Exercise task » Reproduce every line of the entries below verbatim, without changing a single character.

Data provided »
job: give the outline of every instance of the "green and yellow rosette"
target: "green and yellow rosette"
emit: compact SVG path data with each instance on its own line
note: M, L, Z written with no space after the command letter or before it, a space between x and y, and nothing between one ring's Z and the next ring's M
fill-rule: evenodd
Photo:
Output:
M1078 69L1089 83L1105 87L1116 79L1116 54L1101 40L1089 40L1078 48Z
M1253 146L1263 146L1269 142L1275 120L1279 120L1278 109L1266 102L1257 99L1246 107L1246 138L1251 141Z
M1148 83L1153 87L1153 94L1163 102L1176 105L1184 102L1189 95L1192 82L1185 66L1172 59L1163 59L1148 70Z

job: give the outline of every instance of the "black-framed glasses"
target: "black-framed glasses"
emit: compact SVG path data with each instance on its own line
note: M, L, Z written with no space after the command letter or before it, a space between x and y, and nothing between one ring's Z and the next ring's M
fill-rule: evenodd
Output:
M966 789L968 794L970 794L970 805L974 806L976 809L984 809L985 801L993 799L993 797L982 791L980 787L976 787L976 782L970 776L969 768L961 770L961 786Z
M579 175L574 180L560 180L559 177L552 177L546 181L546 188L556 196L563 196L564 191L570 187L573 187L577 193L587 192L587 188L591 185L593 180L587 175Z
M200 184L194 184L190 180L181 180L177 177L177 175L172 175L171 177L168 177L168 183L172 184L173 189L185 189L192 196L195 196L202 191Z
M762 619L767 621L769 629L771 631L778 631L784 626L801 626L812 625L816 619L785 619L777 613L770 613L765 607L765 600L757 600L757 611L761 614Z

Correct result »
job: give the outline of every instance of the "green and yellow rosette"
target: "green and yellow rosette"
emit: compact SVG path data with each instance on its own line
note: M, L, Z written with no space after the command letter or before it, a space between x and y, and nothing between one ring's Z and the next ring's M
fill-rule: evenodd
Photo:
Output:
M1078 69L1089 83L1105 87L1116 79L1116 54L1101 40L1089 40L1078 48Z
M1253 146L1263 146L1269 142L1275 120L1279 120L1278 109L1266 102L1257 99L1246 107L1246 138L1251 141Z
M1148 83L1153 87L1153 94L1163 102L1176 105L1184 102L1189 95L1192 82L1185 66L1172 59L1163 59L1148 70Z

job: give the outline of every instance of the "black-framed glasses"
target: "black-framed glasses"
emit: compact SVG path data with each instance on its own line
note: M, L, Z written with no space after the command letter or before it, a space between x and y, and nothing between one ring's Z and the next ring's M
fill-rule: evenodd
Output:
M966 789L968 794L970 794L970 805L974 806L976 809L984 809L985 801L993 799L993 797L982 791L980 787L976 787L976 782L970 776L969 768L961 770L961 786Z
M579 175L574 180L560 180L559 177L552 177L546 181L546 188L556 196L563 196L564 191L570 187L573 187L577 193L587 192L587 188L591 185L593 180L587 175Z
M200 184L194 184L190 180L181 180L177 177L177 175L172 175L171 177L168 177L168 183L172 184L173 189L185 189L192 196L195 196L202 191Z
M762 619L767 621L769 629L771 631L778 631L784 626L801 626L812 625L816 619L785 619L777 613L770 613L765 607L765 600L757 600L757 611L761 614Z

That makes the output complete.